**Supplied records**.
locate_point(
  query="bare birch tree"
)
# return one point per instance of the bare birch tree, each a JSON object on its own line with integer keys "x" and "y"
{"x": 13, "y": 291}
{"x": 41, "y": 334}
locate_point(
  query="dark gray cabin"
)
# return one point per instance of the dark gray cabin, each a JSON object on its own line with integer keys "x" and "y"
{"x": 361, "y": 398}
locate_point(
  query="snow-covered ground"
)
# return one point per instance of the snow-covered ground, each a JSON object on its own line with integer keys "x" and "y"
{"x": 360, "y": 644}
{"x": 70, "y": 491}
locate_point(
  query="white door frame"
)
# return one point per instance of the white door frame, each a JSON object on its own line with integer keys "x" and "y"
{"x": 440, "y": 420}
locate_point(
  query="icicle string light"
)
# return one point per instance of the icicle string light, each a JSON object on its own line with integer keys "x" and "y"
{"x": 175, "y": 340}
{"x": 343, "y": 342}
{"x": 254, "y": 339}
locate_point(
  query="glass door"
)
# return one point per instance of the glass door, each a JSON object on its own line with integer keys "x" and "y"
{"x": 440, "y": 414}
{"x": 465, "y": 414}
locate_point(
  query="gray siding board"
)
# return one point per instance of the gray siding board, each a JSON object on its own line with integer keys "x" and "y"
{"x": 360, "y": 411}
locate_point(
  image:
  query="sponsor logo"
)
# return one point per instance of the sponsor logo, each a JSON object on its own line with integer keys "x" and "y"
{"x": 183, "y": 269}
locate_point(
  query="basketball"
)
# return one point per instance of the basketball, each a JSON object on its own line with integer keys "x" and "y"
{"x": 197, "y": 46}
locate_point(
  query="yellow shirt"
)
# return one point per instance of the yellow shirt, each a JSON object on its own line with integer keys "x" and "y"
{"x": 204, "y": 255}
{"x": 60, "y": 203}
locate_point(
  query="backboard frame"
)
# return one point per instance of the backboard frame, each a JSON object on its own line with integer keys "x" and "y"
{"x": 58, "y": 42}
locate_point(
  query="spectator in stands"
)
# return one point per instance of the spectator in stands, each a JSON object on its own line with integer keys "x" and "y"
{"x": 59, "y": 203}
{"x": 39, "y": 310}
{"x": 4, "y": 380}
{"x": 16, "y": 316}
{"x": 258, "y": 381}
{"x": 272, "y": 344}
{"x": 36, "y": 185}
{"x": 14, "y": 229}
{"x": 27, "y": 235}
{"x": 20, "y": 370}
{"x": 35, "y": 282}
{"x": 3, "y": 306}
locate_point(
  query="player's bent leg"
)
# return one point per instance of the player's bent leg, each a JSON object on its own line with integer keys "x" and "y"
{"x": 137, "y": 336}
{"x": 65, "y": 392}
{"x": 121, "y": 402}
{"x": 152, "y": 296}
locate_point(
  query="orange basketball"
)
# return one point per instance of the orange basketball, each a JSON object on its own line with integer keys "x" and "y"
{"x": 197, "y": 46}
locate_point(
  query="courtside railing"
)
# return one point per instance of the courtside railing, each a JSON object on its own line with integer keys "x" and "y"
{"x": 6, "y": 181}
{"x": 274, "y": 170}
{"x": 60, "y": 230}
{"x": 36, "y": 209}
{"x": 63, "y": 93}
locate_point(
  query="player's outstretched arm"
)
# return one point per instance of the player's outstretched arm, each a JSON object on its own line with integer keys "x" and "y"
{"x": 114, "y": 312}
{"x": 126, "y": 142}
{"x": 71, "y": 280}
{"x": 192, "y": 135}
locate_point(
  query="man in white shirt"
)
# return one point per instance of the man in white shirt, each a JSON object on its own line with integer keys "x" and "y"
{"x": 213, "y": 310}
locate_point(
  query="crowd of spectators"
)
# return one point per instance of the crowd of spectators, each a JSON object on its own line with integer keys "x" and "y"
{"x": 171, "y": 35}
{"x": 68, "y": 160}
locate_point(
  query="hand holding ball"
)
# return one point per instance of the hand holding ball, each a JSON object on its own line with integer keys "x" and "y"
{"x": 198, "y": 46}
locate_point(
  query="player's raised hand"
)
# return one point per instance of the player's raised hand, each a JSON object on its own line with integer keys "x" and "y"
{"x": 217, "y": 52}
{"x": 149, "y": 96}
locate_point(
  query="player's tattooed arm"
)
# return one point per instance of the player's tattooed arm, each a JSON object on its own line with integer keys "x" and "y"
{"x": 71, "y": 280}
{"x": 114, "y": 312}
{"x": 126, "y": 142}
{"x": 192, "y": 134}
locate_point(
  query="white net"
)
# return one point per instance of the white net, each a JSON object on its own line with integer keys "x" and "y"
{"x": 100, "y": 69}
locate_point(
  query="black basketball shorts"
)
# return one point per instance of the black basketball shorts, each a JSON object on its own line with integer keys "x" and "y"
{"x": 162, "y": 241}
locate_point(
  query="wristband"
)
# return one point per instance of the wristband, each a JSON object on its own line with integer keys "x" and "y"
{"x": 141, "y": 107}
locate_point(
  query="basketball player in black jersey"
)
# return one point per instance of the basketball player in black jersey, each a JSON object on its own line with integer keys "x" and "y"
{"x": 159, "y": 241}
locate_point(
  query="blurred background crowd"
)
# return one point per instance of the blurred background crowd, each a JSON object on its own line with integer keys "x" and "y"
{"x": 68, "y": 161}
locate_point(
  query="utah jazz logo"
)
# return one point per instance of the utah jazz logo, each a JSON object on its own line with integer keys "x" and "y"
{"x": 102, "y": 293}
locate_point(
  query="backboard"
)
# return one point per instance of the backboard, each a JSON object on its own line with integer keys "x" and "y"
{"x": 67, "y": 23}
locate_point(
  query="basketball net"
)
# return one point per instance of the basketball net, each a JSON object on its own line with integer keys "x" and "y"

**What to do**. Repeat the material in full, exactly as it stands.

**Complete answer**.
locate_point(
  query="bare birch tree"
)
# return one point per instance of the bare birch tree, each a JSON object on its own line with integer keys "x" and "y"
{"x": 13, "y": 291}
{"x": 41, "y": 334}
locate_point(
  query="dark gray cabin"
)
# return one point per instance of the dark gray cabin, each a JSON object on its own line with integer keys "x" and "y"
{"x": 361, "y": 398}
locate_point(
  query="snow-covered ground"
)
# return one point per instance of the snow-covered ground, each a JSON object on its own line with integer keys "x" and "y"
{"x": 360, "y": 644}
{"x": 70, "y": 491}
locate_point(
  query="white door frame"
)
# return one point per instance of the white door frame, each a JSON object on its own line with integer keys "x" and "y"
{"x": 440, "y": 420}
locate_point(
  query="icicle string light"
)
# return one point per instance of the icicle string light, each a JSON object on its own line with integer keys "x" and "y"
{"x": 175, "y": 340}
{"x": 343, "y": 342}
{"x": 254, "y": 339}
locate_point(
  query="glass door"
)
# return one point per instance of the glass door, each a JSON object on its own line with integer keys "x" and "y"
{"x": 440, "y": 414}
{"x": 465, "y": 414}
locate_point(
  query="gray siding board"
)
# return one point per instance of the gray siding board, each a JSON object on its own line with integer keys "x" and "y"
{"x": 360, "y": 411}
locate_point(
  image:
  query="sponsor logo"
)
# return one point per instance of the sponsor logo, each a JSON object on its own line with integer keys "x" and "y"
{"x": 183, "y": 269}
locate_point(
  query="basketball"
)
# return one point per instance of the basketball, each a JSON object on its own line with integer keys "x" and "y"
{"x": 197, "y": 46}
locate_point(
  query="yellow shirt"
)
# return one point per instance of the yellow shirt, each a JSON object on its own line with integer keys "x" and "y"
{"x": 204, "y": 255}
{"x": 60, "y": 203}
locate_point(
  query="backboard frame"
)
# return one point per instance of the backboard frame, each a JSON object on its own line with integer keys "x" and "y"
{"x": 58, "y": 42}
locate_point(
  query="spectator in stands"
)
# return one point per instance of the spectator in stands, each a JSON object on its own line with integer keys "x" and "y"
{"x": 59, "y": 203}
{"x": 39, "y": 310}
{"x": 4, "y": 380}
{"x": 16, "y": 316}
{"x": 258, "y": 381}
{"x": 272, "y": 344}
{"x": 36, "y": 185}
{"x": 14, "y": 229}
{"x": 27, "y": 235}
{"x": 20, "y": 370}
{"x": 35, "y": 282}
{"x": 3, "y": 306}
locate_point(
  query="player's bent leg"
)
# return one point per instance of the player's bent leg, each a JSON object on its own line with integer keys "x" and "y"
{"x": 137, "y": 336}
{"x": 65, "y": 392}
{"x": 121, "y": 402}
{"x": 152, "y": 296}
locate_point(
  query="orange basketball"
)
# return one point per instance of the orange basketball, each a JSON object on its own line with integer keys "x" and "y"
{"x": 197, "y": 46}
locate_point(
  query="courtside railing"
)
# return one point per instance of the courtside railing, each a JSON object on its own line with integer keys "x" and "y"
{"x": 6, "y": 181}
{"x": 274, "y": 170}
{"x": 60, "y": 230}
{"x": 36, "y": 209}
{"x": 63, "y": 93}
locate_point(
  query="player's outstretched arm"
)
# return one point per instance of the player's outstretched arm, each a JSON object on its own line with integer keys "x" and "y"
{"x": 114, "y": 312}
{"x": 126, "y": 142}
{"x": 71, "y": 280}
{"x": 192, "y": 135}
locate_point(
  query="man in white shirt"
)
# return one point per instance of the man in white shirt, each a JSON object on its own line with integer keys "x" and "y"
{"x": 213, "y": 310}
locate_point(
  query="crowd of spectators"
)
# return one point per instance of the crowd of spectators, each a JSON object on its own line with integer keys "x" and "y"
{"x": 171, "y": 35}
{"x": 68, "y": 160}
locate_point(
  query="hand holding ball"
)
# return one point per instance of the hand holding ball, each a JSON object on its own line with integer keys "x" and "y"
{"x": 198, "y": 46}
locate_point(
  query="player's raised hand"
)
# return one point per instance of the player's raised hand, each a JSON object on its own line with integer keys "x" and "y"
{"x": 217, "y": 52}
{"x": 149, "y": 96}
locate_point(
  query="player's tattooed arm"
)
# return one point per instance of the player's tattooed arm, each a JSON object on its own line with integer keys "x" and "y"
{"x": 71, "y": 280}
{"x": 114, "y": 312}
{"x": 126, "y": 142}
{"x": 192, "y": 134}
locate_point(
  query="white net"
)
# return one point per instance of the white net, each a JSON object on its own line with integer keys "x" and "y"
{"x": 100, "y": 69}
locate_point(
  query="black basketball shorts"
)
# return one point per instance of the black basketball shorts, each a JSON object on its own line with integer keys "x" and "y"
{"x": 162, "y": 241}
locate_point(
  query="wristband"
)
# return one point per instance of the wristband, each a JSON object on its own line with integer keys "x" and "y"
{"x": 141, "y": 107}
locate_point(
  query="basketball player in black jersey"
)
# return one point per instance of the basketball player in black jersey, each a JSON object on its own line with integer keys "x" and "y"
{"x": 159, "y": 241}
locate_point(
  query="blurred background crowd"
)
# return one point per instance of the blurred background crowd, each a JSON object on its own line with integer keys "x" and "y"
{"x": 68, "y": 161}
locate_point(
  query="utah jazz logo"
)
# return one point per instance of the utah jazz logo, each a JSON object on its own line with integer keys "x" and "y"
{"x": 102, "y": 293}
locate_point(
  query="backboard"
)
# return one point per instance of the backboard, each a JSON object on its own line with integer keys "x" and "y"
{"x": 67, "y": 23}
locate_point(
  query="basketball net"
)
# return one point per instance of the basketball net, each a JSON object on its own line with integer keys "x" and "y"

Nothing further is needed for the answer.